* **WHAT YOU NEED TO DO**
Could you copy out every one of the records below, word for word and line for line?

* **LISTING**
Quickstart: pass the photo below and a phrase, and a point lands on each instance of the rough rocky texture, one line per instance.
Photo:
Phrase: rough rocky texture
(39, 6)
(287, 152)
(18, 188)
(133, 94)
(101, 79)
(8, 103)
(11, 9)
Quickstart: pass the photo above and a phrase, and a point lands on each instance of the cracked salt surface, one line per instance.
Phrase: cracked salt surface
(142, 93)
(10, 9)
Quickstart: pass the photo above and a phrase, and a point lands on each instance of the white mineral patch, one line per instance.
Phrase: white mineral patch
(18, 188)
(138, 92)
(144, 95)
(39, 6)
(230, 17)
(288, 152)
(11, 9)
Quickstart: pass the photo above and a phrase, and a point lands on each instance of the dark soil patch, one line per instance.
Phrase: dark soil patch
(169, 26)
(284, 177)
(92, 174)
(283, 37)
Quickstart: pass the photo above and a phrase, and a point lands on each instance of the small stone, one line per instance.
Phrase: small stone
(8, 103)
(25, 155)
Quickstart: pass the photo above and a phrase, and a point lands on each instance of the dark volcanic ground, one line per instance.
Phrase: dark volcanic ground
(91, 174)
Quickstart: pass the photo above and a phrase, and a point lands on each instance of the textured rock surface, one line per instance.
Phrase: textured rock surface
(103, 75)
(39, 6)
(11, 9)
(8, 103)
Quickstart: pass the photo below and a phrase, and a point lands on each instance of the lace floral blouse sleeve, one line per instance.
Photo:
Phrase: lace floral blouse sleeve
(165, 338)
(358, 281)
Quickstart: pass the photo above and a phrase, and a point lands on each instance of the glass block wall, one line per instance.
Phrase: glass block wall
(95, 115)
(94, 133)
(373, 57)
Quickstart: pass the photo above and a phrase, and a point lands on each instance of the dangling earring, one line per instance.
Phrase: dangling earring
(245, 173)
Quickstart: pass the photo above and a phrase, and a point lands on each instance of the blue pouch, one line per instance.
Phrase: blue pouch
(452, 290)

* **RESPONSE TO THIS TASK**
Quickstart: pass the photo below and a phrase, and a point lands on each instance of the rough rocky texture, one line per instance.
Photo:
Phrase: rough rocky texture
(39, 6)
(287, 152)
(18, 188)
(133, 94)
(101, 79)
(8, 103)
(11, 9)
Quickstart: pass the photo above and a phrase, and a point lands on each instance of the cracked salt surface, one line per instance.
Phrase: cracked salt surface
(142, 93)
(10, 9)
Quickstart: pass the photo above and a phrase, and a point lands on each instance of the white mineral patch, one line per instance.
Phrase: white mineral patch
(18, 188)
(138, 92)
(144, 95)
(39, 6)
(230, 17)
(288, 152)
(11, 9)
Quickstart: pass the photo above and a phrase, and a point lands on each instance of the dark soil patch, one line per instance.
Phrase: dark soil patch
(169, 26)
(284, 177)
(92, 174)
(283, 37)
Quickstart: pass the photo above and a phrase, and a point lands on each instance of the small stone, one line per instance.
Phrase: small stone
(8, 103)
(25, 155)
Quickstart: pass the photo above and a phrase, and a point lands on each instance of the dark volcanic ground, one line per instance.
Phrase: dark volcanic ground
(91, 174)
Quickstart: pass the photo above and a phrase, and a point lands on each instance of the textured rock surface, one line per instance.
Phrase: textured rock surface
(103, 75)
(39, 6)
(11, 9)
(8, 103)
Quickstart: pass the photo below and a phrase, and a point lands on each instance of the lace floral blouse sleeve, one line per instance.
Photo:
Phrase: lace floral blouse sleeve
(165, 338)
(358, 281)
Quickstart: pass the photo above and a phrase, and a point lands on each instance of the glass block wall, one line per instance.
Phrase: glass block wall
(95, 115)
(94, 133)
(373, 57)
Quickstart: pass the photo above and a phrase, and a point lands on each instance of the dangling earring, one line per instance.
Phrase: dangling earring
(245, 173)
Quickstart: pass the photo above and a phrase, and a point lands on each instance of the blue pouch, one line per instance.
Phrase: blue pouch
(452, 290)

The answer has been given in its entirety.